═══ Document excerpt

Status: Archive (code is provided as-is, no updates expected)
Sonic on Ray
This file describes how to use Sonic with Ray and RLLib. We include instructions on how to get the training running on EC2.
Running training on a single node
Start a p2.8xlarge with the Deep Learning AMI (Ubuntu). In us-west-2, this is ami-d2c759aa.
Activate the TensorFlow environment with
source activate tensorflow_p36
Now install Ray and the RLlib requirements using
pip install ray opencv-python
Next we need to install the gym retro environment. Run
git clone --recursive [email protected]:openai/retro.git gym-retro
cd gym-retro
pip install -e .
Now clone this repo and install it:
cd ~
git clone [email protected]:openai/sonic-on-ray.git
cd sonic-on-ray
pip install -e .
You can then run the training with
cd ~/sonic-on-ray
python train_ppo.py
Running training on a cluster
First install Ray on your laptop with
pip install ray
Now clone the sonic-on-ray repo with
git clone [email protected]:openai/sonic-on-ray.git
And start a cluster with
ray create_or_update sonic-autoscaler.yaml
After the cluster has been started, you will see a message like this:
Started Ray on this node. You can add additional nodes to the cluster by calling
ray start --redis-address 172.31.58.176:6379
from the node you wish to add. You can connect a driver to the cluster from Python by running
import ray
ray.init(redis_address="172.31.58.176:6379")
[...]
To login to the cluster, run:
ssh -i ~/.ssh/ray-autoscaler_us-east-1.pem [email protected]
You can now start the hyperparameter search by sshing into the cluster, running
source activate tensorflow_p36
and replacing the ray.init()
call in ~/sonic-on-ray/train_ppo_grid_search.py
by the one printed above and then running the script.

══════
═══ Dataset extract

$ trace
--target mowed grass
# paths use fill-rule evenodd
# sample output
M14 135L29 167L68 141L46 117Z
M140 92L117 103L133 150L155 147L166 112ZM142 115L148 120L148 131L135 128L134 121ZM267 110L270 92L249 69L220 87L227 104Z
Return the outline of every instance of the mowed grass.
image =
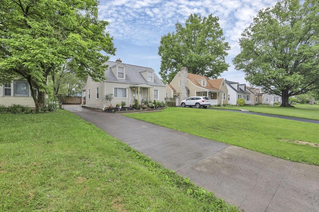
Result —
M319 105L310 105L310 104L296 104L293 105L295 107L265 106L245 106L236 107L239 107L249 111L257 113L319 120ZM225 107L225 108L227 107Z
M0 126L1 212L237 211L68 111Z
M317 124L180 107L125 115L285 159L319 165L319 125ZM297 141L313 143L316 146Z

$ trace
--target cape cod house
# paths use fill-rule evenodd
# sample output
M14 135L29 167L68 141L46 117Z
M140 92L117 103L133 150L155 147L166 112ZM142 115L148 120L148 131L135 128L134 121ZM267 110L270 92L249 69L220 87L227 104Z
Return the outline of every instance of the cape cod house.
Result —
M126 64L120 59L108 61L106 80L95 82L89 76L82 90L83 106L105 109L110 106L105 95L113 94L111 104L125 101L127 106L143 100L164 101L165 85L152 68Z
M211 105L226 104L228 90L224 79L210 79L205 76L188 73L186 68L181 69L166 84L165 97L175 99L176 106L189 96L207 96Z

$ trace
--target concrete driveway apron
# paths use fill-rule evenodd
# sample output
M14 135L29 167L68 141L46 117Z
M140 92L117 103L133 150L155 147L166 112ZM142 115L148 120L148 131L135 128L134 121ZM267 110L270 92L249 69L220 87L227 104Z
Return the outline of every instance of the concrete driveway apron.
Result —
M64 105L108 134L245 212L319 212L319 166L126 117Z

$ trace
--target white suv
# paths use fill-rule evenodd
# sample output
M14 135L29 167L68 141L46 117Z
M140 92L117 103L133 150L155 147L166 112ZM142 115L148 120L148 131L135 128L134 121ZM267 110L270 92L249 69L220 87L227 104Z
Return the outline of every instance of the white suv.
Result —
M206 108L210 104L210 100L205 96L191 96L180 102L180 106L185 107L195 106L197 108L203 107Z

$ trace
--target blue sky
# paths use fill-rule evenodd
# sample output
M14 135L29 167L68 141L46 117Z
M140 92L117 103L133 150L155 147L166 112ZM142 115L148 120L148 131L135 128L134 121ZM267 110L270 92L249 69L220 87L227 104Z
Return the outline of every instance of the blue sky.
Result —
M158 74L158 55L161 36L175 32L177 22L184 25L191 13L202 17L218 16L225 41L231 49L226 61L230 67L220 77L246 83L243 72L235 70L231 60L240 52L241 34L260 9L276 0L100 0L99 18L109 22L107 30L113 37L116 56L126 64L152 68Z

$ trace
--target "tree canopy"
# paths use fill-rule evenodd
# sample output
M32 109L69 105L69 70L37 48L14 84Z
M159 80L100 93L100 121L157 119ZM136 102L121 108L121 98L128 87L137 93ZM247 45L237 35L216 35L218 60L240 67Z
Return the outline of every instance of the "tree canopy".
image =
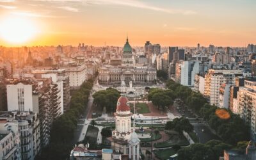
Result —
M108 113L114 112L120 96L120 93L118 90L108 88L106 90L98 91L93 95L93 104L102 109L106 107Z
M188 118L181 117L167 122L165 125L165 129L173 129L180 133L182 133L183 131L190 132L194 129L194 127L190 124Z

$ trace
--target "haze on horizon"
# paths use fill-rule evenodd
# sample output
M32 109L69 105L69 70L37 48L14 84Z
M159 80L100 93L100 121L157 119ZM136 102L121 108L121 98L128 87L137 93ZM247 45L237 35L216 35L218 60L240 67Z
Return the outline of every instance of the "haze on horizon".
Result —
M128 34L132 46L245 47L256 43L255 7L253 0L0 0L0 45L122 46Z

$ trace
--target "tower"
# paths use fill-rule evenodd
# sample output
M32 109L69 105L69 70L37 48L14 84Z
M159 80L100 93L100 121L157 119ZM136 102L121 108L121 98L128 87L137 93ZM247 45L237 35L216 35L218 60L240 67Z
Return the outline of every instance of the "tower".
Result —
M116 129L112 131L111 148L116 154L127 155L129 159L140 159L140 139L131 127L130 104L127 97L121 96L117 100L115 113Z
M126 38L126 43L123 49L123 54L122 56L122 65L123 67L133 66L132 49L129 44L128 37Z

══════

* Problem details: In the Sonic on Ray document, what does the ray.init() call printed when the cluster starts do, according to the startup message, and why does that make it the one to put into train_ppo_grid_search.py?

* Response for this exercise: The startup message says that running ray.init(redis_address="172.31.58.176:6379") from Python connects a driver to the cluster. Putting that call into train_ppo_grid_search.py in place of the existing ray.init() makes the script connect to the cluster when it runs the hyperparameter search.